Extract all of the lines below, reproducing each one without any alteration.
++++ Recorded information ++++
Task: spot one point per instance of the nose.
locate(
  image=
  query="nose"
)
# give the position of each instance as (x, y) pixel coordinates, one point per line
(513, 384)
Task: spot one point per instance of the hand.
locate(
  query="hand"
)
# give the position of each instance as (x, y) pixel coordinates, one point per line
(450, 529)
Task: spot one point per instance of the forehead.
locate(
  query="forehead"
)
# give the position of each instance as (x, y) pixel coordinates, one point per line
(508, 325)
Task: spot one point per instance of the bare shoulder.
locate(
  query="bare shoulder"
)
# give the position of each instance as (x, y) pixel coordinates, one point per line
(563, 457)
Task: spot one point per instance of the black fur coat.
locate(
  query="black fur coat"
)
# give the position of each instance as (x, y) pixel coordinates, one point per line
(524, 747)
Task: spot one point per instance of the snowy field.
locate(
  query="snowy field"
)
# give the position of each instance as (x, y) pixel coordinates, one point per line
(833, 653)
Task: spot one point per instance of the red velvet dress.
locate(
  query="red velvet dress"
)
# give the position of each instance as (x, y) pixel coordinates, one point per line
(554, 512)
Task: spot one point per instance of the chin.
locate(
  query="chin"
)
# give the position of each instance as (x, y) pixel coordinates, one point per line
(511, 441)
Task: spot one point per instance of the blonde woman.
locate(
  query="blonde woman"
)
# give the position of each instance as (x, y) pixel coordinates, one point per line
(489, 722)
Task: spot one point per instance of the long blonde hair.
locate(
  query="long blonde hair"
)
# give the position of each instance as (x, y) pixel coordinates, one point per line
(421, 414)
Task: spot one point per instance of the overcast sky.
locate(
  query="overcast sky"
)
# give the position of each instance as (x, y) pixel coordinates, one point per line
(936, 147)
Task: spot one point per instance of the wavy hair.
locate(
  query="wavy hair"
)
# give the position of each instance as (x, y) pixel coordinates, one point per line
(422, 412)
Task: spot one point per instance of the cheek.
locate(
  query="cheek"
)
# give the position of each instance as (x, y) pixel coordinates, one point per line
++++
> [Result for this task]
Task: spot one point per instance of the nose.
locate(
  image=
  query="nose"
)
# give the position of each instance as (x, y) pixel coordinates, one point per line
(513, 384)
Task: spot one point per instance of the hand.
locate(
  query="hand"
)
# give the position of each instance as (x, y) pixel coordinates, one point per line
(450, 529)
Task: spot one point per instance of the forehead.
locate(
  query="forehead"
)
# give the position of each instance as (x, y) pixel coordinates, one point per line
(508, 325)
Task: spot one point per instance of the bare shoulder.
locate(
  query="bare shoulder"
)
# give the position of each instance as (x, y) pixel coordinates, one point per line
(563, 457)
Task: spot one point per instance of the black fur coat.
locate(
  query="black fur coat"
)
# give the position of each instance as (x, y) pixel coordinates, one point per line
(524, 747)
Task: spot one point per instance of the snowy field.
locate(
  query="snowy field"
)
# give the position of each instance as (x, y) pixel coordinates, one point per line
(833, 653)
Task: spot one point per instance of the red velvet dress.
locate(
  query="red velvet dress"
)
# give the position of each instance as (x, y) pixel coordinates, one point per line
(554, 512)
Task: spot one point per instance of the chin.
locate(
  query="chin"
)
# give the position of each instance as (x, y) pixel coordinates, one point per line
(511, 441)
Task: spot one point per instance of the blonde woman.
locate(
  query="blonde woman"
)
# give the position of each instance as (x, y) pixel coordinates, one point per line
(489, 722)
Task: spot one point per instance of the long blonde hair.
locate(
  query="long blonde hair"
)
# give the position of each instance as (x, y) pixel coordinates, one point per line
(421, 414)
Task: spot one point per instance of the overcast sky.
locate(
  query="overcast sky"
)
# give the position of each instance as (x, y) pixel coordinates, one point per line
(936, 147)
Task: spot one point per instance of the wavy hair.
locate(
  query="wavy hair"
)
# give the position of each instance as (x, y) pixel coordinates, one point per line
(422, 412)
Task: spot one point per instance of the cheek.
locate(
  query="cheek"
)
# give the position of each instance as (x, y) pixel coordinates, one point per line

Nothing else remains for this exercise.